_Excerpt provided_
# 5th Cat shot season closed more to come



## sotaman (Apr 6, 2004)

The fifth cat was shot in the New Salem area. More to follow


----------



## Ihuntnfish (Sep 13, 2005)

Yep, Just heard a radio report stating the same. Nothing from game and fish yet though that I have heard


----------



## north14 (Oct 1, 2004)

Large male cat taken by David Wolding between New Salem and the Amoco gas station. Game and Fish has the cat now, more news to follow.


----------



## wiskodie1 (Sep 11, 2006)

darn!!! oh well!!! looks like im out of luck 
:beer:


----------



## Fox Island Sportsman (Nov 8, 2006)

Just saw the pic, looks like a nice big cat. Lucky guy! Congrats to the shooter.


----------



## DeltaBoy (Mar 4, 2004)

Sounds like the cat was shot just outside of town... :-?


----------



## Lvn2Hnt (Feb 22, 2005)

Was told by a close friend he saw 4 live caged lions in a trailer pulled by a Game Warden getting gas at a Beulah gas station on Tuesday. What could be up with that?


----------



## Fallguy (Jan 23, 2004)

Lvn2Hnt said:


> Was told by a close friend he saw 4 live caged lions in a trailer pulled by a Game Warden getting gas at a Beulah gas station on Tuesday. What could be up with that?


What the heck?


----------



## target (Aug 10, 2006)

Lvn2Hnt said:


> Was told by a close friend he saw 4 live caged lions in a trailer pulled by a Game Warden getting gas at a Beulah gas station on Tuesday. What could be up with that?


Sorry, but sounds like a load of B.S. to me :eyeroll:


----------



## dblkluk (Oct 3, 2002)

> Sorry, but sounds like a load of B.S. to me


Agreed.


----------



## MossyMO (Feb 12, 2004)

I just heard the real story, I guess it was PETA members in disguise doing their save the lions BS !!! :rollin:


----------



## KEN W (Feb 22, 2002)

_To be done_
- a) Reproduce every line of the data listing from the one containing "Surveillance alert — the operator flagged the green" down to the listing's final line, including both of those lines.
- b) Write what comes next in the forum thread about the cat shot in the New Salem area, picking up right after its final line.

(Data listing)
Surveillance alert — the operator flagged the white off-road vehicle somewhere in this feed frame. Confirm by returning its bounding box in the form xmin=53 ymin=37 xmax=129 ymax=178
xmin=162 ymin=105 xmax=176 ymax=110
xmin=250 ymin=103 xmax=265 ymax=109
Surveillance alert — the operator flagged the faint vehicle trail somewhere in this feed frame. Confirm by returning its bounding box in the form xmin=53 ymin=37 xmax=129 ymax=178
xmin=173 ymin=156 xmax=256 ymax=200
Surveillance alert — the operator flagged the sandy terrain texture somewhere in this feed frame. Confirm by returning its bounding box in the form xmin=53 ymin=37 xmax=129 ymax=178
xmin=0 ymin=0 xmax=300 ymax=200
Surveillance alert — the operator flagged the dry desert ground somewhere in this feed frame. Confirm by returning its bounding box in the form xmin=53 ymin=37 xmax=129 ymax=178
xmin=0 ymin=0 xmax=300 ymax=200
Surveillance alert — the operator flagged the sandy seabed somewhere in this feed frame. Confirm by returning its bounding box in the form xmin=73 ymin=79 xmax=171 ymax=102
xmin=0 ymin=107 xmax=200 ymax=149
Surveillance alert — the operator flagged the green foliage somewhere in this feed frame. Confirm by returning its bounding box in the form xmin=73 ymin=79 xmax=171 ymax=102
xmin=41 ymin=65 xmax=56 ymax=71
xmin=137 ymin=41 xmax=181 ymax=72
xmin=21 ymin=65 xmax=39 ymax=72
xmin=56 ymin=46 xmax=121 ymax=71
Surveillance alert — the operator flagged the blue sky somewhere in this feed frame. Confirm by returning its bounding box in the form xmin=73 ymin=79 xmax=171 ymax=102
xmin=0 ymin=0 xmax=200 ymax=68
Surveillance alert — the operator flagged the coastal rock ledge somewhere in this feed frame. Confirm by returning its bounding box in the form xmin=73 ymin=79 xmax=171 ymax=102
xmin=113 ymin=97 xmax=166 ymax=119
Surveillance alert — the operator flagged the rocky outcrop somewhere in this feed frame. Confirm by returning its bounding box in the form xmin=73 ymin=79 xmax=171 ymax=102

_Answers provided_
- a)
Surveillance alert — the operator flagged the green foliage somewhere in this feed frame. Confirm by returning its bounding box in the form xmin=73 ymin=79 xmax=171 ymax=102
xmin=41 ymin=65 xmax=56 ymax=71
xmin=137 ymin=41 xmax=181 ymax=72
xmin=21 ymin=65 xmax=39 ymax=72
xmin=56 ymin=46 xmax=121 ymax=71
Surveillance alert — the operator flagged the blue sky somewhere in this feed frame. Confirm by returning its bounding box in the form xmin=73 ymin=79 xmax=171 ymax=102
xmin=0 ymin=0 xmax=200 ymax=68
Surveillance alert — the operator flagged the coastal rock ledge somewhere in this feed frame. Confirm by returning its bounding box in the form xmin=73 ymin=79 xmax=171 ymax=102
xmin=113 ymin=97 xmax=166 ymax=119
Surveillance alert — the operator flagged the rocky outcrop somewhere in this feed frame. Confirm by returning its bounding box in the form xmin=73 ymin=79 xmax=171 ymax=102

- b)
----------



## USSapper (Sep 26, 2005)

Thats amazing!!! Hopefully the news spreads fast so that everyone going out deer hunting knows that no more cats can be shot. I hope there wont be a problem this weekend!!


----------



## USSapper (Sep 26, 2005)

Was this shot today or yesterday? If today, the news did spread fast


----------



## KEN W (Feb 22, 2002)

Here are the headlines from KFYR.....

North Dakota Mountain Lion Season is Over; 5th Lion Killed
Thursday, November 9, 2006
BISMARCK, N.D. (AP) _ North Dakota's mountain lion season is over for the year.

Deputy Game and Fish Wildlife Division Chief Greg Link says a fifth lion was killed this morning near New Salem.

Link says officials don't yet have details, and the carcass is being brought to Bismarck for tests. But he says it officially closes the season.

The season started September First. It was to run until March 11th, or until five mountain lions were killed.


----------



## djleye (Nov 14, 2002)

Probably for the best, I could see a few cats getting shot this weekend as guys are not listening to the news or getting reports when out deer hunting!!


----------



## Fox Island Sportsman (Nov 8, 2006)

About the mountain lions in the trailers...

I keep hearing different reports of this actually being seen. To have this many rumors floating around, something would have had to set it off.
On the other hand, why wouldn't G&F publically anounce this plan to relocate lions throughout the area?


----------



## KEN W (Feb 22, 2002)

4 of 5 were not killed in the badlands area....including all adults....with at least 2 being adult females.There seems to be more lions than the GNF thinks there are.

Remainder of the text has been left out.